* **YOUR INSTRUCTIONS**
Copy out every line of text in the records below word for word, leaving out the pictures.

┏━━

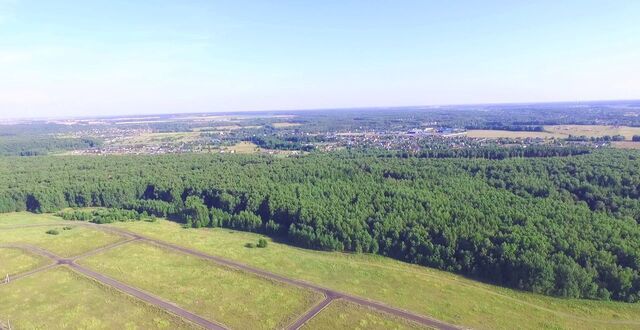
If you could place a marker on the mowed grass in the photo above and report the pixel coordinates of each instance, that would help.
(341, 314)
(593, 130)
(61, 299)
(15, 261)
(423, 290)
(233, 298)
(496, 134)
(26, 218)
(67, 243)
(560, 131)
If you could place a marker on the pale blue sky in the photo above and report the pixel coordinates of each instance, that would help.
(62, 58)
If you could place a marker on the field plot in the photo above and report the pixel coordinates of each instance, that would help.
(425, 291)
(66, 243)
(14, 261)
(61, 299)
(25, 218)
(243, 147)
(344, 315)
(495, 134)
(230, 297)
(285, 124)
(593, 130)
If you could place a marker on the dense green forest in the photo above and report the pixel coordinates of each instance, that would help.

┗━━

* **RESPONSE TO THIS EXERCISE**
If you could place a marker on the mowed grass in the photo above and report the pixel coordinates of each instance, that would help.
(341, 314)
(593, 130)
(61, 299)
(15, 261)
(423, 290)
(233, 298)
(496, 134)
(26, 218)
(67, 243)
(560, 131)
If you could place a marker on the pale blue sky in the photo above and report the pixel coordinates of each instance, that would help.
(62, 58)
If you could place a marker on the field plot in the photo above and report the pixel coordinates of each instance, that would help.
(425, 291)
(66, 243)
(14, 261)
(61, 299)
(25, 218)
(243, 147)
(344, 315)
(495, 134)
(230, 297)
(285, 124)
(593, 130)
If you could place a marker on the dense green forest in the photo above and report the pixel coordinates of each instance, that would help.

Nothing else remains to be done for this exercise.